= Record excerpts =
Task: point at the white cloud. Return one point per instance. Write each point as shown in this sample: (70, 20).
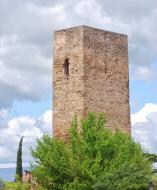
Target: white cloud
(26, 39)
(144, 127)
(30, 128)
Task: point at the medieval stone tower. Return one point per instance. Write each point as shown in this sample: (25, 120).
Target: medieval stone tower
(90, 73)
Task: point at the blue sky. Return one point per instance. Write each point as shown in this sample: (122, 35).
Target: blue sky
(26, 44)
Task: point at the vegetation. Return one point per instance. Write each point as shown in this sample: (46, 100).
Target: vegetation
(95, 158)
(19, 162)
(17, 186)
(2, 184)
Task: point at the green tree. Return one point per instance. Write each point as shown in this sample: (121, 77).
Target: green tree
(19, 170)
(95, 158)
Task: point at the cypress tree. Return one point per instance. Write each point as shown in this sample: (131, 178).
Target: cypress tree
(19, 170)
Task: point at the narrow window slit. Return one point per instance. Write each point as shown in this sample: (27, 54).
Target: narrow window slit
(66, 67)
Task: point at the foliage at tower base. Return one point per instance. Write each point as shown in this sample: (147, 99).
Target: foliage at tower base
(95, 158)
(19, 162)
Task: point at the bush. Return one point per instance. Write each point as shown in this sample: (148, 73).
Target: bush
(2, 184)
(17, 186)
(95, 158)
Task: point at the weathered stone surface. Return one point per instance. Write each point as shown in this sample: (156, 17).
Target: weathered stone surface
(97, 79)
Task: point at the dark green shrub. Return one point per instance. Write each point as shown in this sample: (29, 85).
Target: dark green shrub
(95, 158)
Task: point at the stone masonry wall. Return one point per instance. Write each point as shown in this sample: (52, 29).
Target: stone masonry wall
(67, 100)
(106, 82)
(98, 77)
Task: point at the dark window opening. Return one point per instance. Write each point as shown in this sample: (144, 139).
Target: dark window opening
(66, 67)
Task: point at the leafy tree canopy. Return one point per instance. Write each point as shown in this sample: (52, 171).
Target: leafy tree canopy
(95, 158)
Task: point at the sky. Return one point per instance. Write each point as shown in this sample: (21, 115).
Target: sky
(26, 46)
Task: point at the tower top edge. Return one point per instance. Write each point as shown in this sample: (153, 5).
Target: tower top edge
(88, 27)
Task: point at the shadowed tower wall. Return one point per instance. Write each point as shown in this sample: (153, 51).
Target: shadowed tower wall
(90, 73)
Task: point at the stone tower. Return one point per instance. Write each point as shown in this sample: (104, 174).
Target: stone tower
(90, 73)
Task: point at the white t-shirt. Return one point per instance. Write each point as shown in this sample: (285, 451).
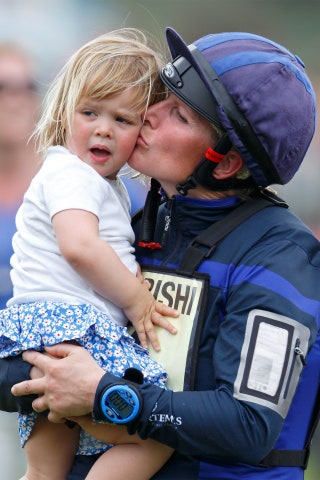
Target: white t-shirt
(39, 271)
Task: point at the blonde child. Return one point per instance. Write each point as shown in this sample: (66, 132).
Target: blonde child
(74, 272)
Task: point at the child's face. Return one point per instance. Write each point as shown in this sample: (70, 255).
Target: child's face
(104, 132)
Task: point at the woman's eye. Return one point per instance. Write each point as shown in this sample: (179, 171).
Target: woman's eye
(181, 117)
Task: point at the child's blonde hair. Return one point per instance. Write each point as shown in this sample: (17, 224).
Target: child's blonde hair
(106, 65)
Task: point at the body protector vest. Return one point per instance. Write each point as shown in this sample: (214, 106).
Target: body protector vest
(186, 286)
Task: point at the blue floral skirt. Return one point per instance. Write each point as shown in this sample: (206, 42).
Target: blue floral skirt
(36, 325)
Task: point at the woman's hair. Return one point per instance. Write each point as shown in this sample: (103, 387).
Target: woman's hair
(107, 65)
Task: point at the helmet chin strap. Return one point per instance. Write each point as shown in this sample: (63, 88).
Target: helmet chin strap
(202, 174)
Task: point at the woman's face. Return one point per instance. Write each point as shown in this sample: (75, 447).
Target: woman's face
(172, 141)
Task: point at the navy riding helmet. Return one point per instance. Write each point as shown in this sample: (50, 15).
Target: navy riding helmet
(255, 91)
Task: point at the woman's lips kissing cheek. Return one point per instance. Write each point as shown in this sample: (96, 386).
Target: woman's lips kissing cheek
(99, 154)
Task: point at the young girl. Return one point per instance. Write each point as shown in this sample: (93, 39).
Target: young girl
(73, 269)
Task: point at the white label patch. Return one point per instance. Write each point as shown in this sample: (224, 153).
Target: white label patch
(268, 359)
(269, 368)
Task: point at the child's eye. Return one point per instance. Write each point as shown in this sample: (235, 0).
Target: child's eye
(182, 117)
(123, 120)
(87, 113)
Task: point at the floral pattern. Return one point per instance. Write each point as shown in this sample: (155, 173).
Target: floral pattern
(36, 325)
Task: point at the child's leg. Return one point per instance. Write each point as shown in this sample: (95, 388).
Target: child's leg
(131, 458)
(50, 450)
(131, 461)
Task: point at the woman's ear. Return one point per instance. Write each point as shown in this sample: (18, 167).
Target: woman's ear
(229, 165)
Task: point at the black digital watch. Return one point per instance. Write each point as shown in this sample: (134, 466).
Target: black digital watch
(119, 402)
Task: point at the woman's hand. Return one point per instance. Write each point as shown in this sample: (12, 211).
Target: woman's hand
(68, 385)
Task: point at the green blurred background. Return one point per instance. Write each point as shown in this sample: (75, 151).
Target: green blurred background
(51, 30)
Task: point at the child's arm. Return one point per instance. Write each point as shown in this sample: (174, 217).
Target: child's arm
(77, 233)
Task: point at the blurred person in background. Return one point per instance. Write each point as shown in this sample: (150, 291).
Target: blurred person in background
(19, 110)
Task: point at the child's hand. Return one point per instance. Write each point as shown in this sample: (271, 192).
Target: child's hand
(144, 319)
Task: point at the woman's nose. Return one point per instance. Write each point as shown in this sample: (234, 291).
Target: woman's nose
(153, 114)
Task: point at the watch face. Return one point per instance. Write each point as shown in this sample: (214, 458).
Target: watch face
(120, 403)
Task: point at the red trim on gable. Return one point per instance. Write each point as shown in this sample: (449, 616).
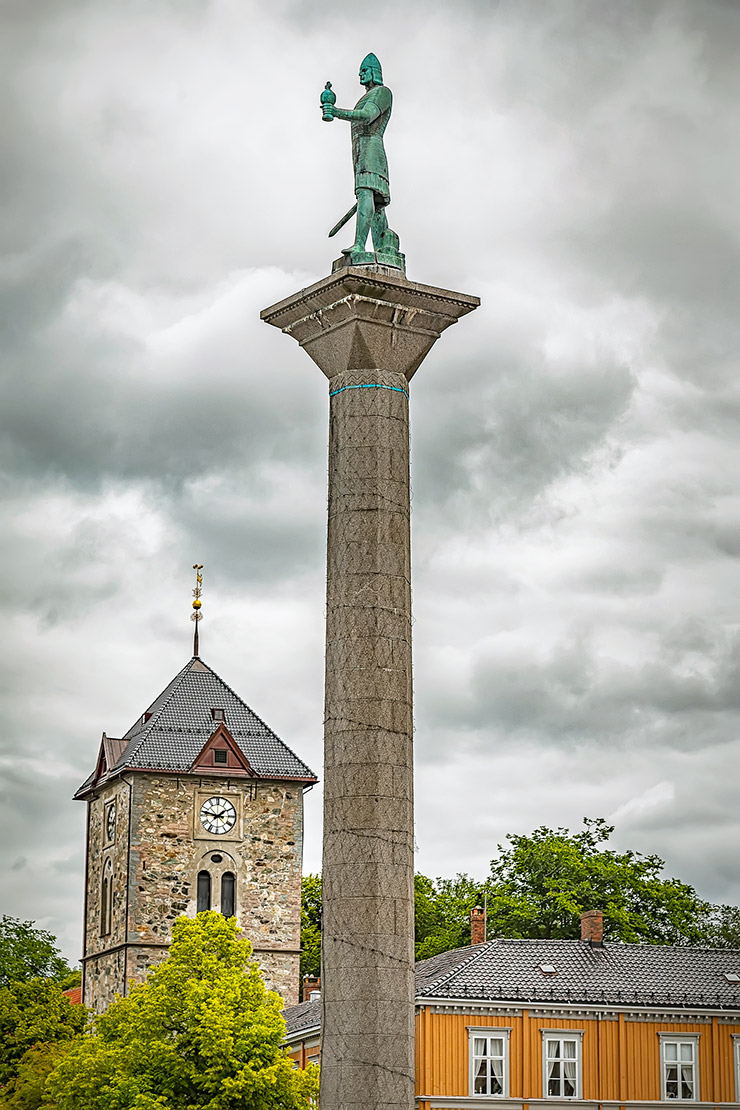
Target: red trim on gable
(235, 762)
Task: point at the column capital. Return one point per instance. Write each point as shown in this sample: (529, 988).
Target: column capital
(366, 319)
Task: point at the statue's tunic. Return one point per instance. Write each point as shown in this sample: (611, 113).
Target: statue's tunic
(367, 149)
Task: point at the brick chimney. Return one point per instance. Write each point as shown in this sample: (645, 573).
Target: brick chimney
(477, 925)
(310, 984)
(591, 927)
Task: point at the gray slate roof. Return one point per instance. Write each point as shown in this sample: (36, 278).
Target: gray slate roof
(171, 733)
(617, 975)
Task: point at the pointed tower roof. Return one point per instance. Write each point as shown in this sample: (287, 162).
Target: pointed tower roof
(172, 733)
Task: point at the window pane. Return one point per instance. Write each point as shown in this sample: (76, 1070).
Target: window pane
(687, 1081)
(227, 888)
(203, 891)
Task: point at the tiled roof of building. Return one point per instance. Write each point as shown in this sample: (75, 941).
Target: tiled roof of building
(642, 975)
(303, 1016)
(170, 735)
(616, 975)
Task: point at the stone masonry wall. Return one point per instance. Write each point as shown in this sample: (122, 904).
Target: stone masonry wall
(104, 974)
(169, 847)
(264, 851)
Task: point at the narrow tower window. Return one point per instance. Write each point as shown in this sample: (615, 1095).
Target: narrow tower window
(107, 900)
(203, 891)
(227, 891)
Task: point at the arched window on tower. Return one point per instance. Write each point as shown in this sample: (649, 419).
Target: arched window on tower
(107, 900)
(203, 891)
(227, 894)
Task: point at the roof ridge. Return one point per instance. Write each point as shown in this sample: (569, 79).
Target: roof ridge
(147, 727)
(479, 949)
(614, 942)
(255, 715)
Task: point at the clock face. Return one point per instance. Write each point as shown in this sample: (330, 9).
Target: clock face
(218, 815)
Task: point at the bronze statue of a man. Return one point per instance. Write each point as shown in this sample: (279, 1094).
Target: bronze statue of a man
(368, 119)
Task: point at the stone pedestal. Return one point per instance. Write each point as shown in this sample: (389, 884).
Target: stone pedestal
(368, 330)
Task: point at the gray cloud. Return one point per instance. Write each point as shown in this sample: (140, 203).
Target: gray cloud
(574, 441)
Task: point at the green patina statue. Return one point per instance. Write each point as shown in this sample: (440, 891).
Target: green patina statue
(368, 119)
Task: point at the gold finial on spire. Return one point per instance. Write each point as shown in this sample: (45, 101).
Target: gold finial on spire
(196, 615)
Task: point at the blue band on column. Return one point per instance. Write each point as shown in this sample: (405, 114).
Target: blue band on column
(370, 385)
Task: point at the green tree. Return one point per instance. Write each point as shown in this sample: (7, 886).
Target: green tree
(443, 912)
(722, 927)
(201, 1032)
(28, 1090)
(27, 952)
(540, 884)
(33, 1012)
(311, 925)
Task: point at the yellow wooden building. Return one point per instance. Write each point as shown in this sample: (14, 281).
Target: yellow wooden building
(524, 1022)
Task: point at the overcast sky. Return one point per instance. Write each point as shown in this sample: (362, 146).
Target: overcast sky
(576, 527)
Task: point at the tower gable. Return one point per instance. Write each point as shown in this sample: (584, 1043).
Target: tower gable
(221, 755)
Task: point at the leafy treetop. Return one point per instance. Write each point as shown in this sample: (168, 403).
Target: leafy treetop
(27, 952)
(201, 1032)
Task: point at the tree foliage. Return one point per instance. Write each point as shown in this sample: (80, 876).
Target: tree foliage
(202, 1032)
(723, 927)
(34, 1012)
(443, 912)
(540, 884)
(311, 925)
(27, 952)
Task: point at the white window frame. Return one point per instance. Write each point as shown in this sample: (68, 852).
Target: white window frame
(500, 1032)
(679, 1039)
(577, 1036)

= What the task asks =
Produce an exact copy of the lines from the one containing "Task: point at the yellow" through the last line, and of nothing else.

= Solution to this problem =
Task: point at the yellow wooden building. Return one point per instance. Write each point as shown in this sample: (14, 281).
Target: yellow wooden building
(524, 1022)
Task: point at the overcast sky. Return one point per instance. Write each point as shown in this sample: (362, 146).
Target: overcast sky
(576, 527)
Task: point at the tower gable. Return one point per instance. Write each point as shown in this sample: (584, 1043).
Target: tower gable
(221, 755)
Task: point at the leafy treetop. Return one point per instance. Write each point as shown in this sample: (168, 403).
Target: leafy treetop
(27, 952)
(201, 1032)
Task: point at the tree foliage. Return one point per instance. Write each point as shown in this sample: (80, 876).
Target: tree foliage
(202, 1032)
(723, 927)
(34, 1012)
(443, 912)
(540, 884)
(311, 925)
(27, 952)
Task: point at the white window frame. Return one point per instance. Write each point as shown in this sample: (68, 852).
Target: white window frame
(500, 1032)
(679, 1039)
(577, 1036)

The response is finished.